### Description of the task
From the entries below, return exactly the lines beginning at the one that contains "# expected shape, e.g. point(37, 93)" and ending at the one that contains "# expected shape, e.g. point(158, 34)", both of them included, and only those lines.

### Point-per-instance localization data
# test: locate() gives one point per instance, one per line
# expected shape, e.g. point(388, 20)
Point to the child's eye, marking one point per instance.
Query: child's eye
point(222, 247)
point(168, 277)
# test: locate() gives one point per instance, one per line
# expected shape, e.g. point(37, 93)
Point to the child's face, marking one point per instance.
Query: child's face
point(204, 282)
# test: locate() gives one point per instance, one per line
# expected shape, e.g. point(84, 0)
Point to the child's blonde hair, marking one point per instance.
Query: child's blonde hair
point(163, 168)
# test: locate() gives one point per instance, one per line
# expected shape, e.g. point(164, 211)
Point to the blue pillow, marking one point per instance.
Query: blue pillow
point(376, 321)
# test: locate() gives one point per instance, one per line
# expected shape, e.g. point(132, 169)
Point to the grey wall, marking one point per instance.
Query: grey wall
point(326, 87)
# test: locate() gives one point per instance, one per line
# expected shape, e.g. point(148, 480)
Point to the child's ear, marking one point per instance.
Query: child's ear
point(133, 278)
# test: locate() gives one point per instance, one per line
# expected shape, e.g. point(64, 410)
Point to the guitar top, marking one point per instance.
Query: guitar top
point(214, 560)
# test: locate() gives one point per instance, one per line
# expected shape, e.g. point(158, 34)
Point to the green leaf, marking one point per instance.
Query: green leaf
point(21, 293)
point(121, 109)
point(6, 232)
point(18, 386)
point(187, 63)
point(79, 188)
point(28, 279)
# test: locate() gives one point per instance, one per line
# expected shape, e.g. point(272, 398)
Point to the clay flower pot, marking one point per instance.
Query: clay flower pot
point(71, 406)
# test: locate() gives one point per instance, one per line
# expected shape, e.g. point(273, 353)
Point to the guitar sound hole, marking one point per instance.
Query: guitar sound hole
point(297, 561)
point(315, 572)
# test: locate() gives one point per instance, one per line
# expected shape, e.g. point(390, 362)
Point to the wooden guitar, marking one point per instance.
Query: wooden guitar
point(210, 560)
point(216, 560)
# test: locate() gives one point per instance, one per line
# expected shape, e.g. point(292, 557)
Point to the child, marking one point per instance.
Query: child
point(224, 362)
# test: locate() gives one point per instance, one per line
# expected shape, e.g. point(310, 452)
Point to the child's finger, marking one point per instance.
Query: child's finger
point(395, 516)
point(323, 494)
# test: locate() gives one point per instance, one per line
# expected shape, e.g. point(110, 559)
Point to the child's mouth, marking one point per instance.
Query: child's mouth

### Expected answer
# expected shape, e.g. point(37, 93)
Point to the child's face, marking one point per instance.
Query: child's face
point(204, 282)
# test: locate() gives one point per instance, one per line
# expected shape, e.g. point(84, 0)
Point to the child's blonde hair, marking one point per instance.
Query: child's blonde hair
point(163, 168)
# test: locate() gives one point per instance, one per line
# expected shape, e.g. point(164, 211)
Point to the blue pillow, marking one point per instance.
Query: blue pillow
point(376, 321)
# test: locate() gives one point per instance, one per line
# expected shape, e.g. point(132, 169)
Point to the grey wall, marking one point per instance.
Query: grey wall
point(326, 87)
# test: locate() gives one point per instance, one per line
# expected shape, e.g. point(148, 480)
Point to the child's ear, marking one point per instance.
Query: child's ear
point(133, 278)
# test: locate() gives one point per instance, one per line
# expected shape, e.g. point(64, 410)
Point to the guitar top, marking one point per instance.
Query: guitar top
point(214, 560)
# test: locate() gives one point per instance, one per line
# expected shape, e.g. point(158, 34)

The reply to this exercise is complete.